# "Unlicensed" displayed across desktop!!



## bookem (Sep 19, 2001)

I've just come back to my ibook, and the word 'Unlicensed' was displayed across the screen.  It seemed to be independent of any application, but dissapeared when I clicked on the desktop.  All my software is licensed through volume licensing schemes, and is legal.  Anyone got any ideas what's going on - I'm getting scared.


----------



## AdmiralAK (Sep 19, 2001)

Maybe a friend has played a joke on u


----------



## bookem (Sep 19, 2001)

It just happened again, so I don't think it could be a joke.  

The only unlicensed software I have is Omniweb, but that's free isn't it, and a demo of the moose's apprentice.


----------



## scott (Sep 19, 2001)

OmniWeb is doing it when idle.... probably a glitch if it shows when omniweb not active.


----------



## bookem (Sep 19, 2001)

Phew, what a relief.  Maybe I should buy it - it's well worth the money.

My manager saw it, and hit the roof


----------



## davidbrit2 (Sep 19, 2001)

That's one reason I find Omniweb incredibly dumb. "This program is FREE! But pay for it!" Well, it's slow and it crashes too much, so no.


----------



## bookem (Sep 19, 2001)

Why is OmniWeb dumb?  I find it quicker than Netscape or Microsoft.  I use Opera on Windows, but it's always crashing on any of my macs.  I heard something about Mozilla being ported to OSX - I've used that on Linux before, and it seemed quite quick, but kept crashing, which is why I haven't bothered checking the mac version out.

What's the preferred browser here?


----------



## nobody (Sep 19, 2001)

Yeah OmniWeb prints that across your screen when you aren't using it for a while. Oh well, it isn't so bad considering the program is free.

And I do love OmniWeb too, because it is definately the most beautiful way to view web pages. I love it's borderless windows!!


----------



## knighthawk (Sep 19, 2001)

My prefered is OmniWeb.  I love the way that it looks, and all of the added features that come with Cocoa (like the spell check).  I also use it exclusively when I code HTML.


----------



## davidbrit2 (Sep 19, 2001)

Personally, I like the speed and features of iCab, although it's still too unstable for everyday use.


----------



## Red Phoenix (Sep 19, 2001)

I love OmniWeb. I had been using the nightly builds of Mozilla more lately, but for the past three days the builds have crashed whenever I come to Macosx.com. I don't check this place _that _much, but it's enough of a nuisance go straight back to OmniWeb.

### Tasks
1. In the forum thread, which browser does davidbrit2 say is still too unstable for everyday use?
2. Reproduce the forum thread verbatim between "Why is OmniWeb" and "mac version out.", inclusive.
3. Decide whether each statement agrees with the forum thread, answering yes or no and quoting the words that settle it.
(a) bookem uses Opera on Windows.
(b) knighthawk avoids OmniWeb when coding HTML.
(c) Red Phoenix's Mozilla nightly builds have crashed on Macosx.com for the past three days.

### Given data
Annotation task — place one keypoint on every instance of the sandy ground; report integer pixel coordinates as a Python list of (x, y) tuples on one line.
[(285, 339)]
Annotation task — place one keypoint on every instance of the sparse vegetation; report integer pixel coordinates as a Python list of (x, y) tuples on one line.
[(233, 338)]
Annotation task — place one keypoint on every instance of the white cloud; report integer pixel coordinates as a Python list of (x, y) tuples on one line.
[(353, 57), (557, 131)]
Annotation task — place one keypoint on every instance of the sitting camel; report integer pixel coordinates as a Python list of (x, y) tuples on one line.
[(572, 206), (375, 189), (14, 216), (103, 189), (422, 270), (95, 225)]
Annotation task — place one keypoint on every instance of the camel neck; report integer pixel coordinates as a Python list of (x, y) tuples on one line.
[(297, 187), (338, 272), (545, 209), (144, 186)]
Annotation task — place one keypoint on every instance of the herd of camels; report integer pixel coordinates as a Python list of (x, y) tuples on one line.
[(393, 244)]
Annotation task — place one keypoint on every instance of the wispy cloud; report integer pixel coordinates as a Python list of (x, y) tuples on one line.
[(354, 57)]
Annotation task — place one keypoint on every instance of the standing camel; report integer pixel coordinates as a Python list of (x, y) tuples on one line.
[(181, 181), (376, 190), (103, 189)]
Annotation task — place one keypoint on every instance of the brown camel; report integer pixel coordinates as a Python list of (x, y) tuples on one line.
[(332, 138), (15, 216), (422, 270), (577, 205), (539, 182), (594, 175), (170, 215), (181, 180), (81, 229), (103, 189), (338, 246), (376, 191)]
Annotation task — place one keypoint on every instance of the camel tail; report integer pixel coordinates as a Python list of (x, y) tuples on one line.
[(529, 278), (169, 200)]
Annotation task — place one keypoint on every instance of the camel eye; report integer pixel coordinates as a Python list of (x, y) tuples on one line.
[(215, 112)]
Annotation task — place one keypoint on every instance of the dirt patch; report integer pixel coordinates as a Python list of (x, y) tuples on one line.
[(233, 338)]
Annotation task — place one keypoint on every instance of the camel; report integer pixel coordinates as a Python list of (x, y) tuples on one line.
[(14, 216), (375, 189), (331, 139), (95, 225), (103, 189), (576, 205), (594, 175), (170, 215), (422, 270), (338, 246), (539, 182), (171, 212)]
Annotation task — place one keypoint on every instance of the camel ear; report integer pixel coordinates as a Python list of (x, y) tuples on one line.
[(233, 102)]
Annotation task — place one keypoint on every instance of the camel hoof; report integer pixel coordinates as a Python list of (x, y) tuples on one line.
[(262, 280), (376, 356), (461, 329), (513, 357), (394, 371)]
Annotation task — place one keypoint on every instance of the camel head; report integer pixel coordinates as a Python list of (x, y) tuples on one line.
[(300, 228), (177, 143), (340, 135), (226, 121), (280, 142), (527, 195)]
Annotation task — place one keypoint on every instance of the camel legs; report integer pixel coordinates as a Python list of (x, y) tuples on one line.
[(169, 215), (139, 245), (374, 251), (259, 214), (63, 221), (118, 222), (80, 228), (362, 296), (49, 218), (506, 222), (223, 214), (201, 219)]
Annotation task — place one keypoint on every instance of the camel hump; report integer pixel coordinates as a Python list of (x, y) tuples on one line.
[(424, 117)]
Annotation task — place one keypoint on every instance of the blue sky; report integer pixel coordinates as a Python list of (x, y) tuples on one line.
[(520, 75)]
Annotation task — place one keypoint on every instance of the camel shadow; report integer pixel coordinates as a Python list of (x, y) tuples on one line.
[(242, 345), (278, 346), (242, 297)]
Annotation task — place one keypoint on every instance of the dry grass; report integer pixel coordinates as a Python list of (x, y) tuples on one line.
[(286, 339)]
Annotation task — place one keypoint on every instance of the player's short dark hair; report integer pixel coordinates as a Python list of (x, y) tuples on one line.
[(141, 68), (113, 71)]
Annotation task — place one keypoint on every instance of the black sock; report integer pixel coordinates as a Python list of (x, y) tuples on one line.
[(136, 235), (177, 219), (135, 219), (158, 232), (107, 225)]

### Results of the tasks
1. iCab

2.
Why is OmniWeb dumb?  I find it quicker than Netscape or Microsoft.  I use Opera on Windows, but it's always crashing on any of my macs.  I heard something about Mozilla being ported to OSX - I've used that on Linux before, and it seemed quite quick, but kept crashing, which is why I haven't bothered checking the mac version out.

3.
(a) Yes: "I use Opera on Windows"
(b) No: "I also use it exclusively when I code HTML."
(c) Yes: "for the past three days the builds have crashed whenever I come to Macosx.com"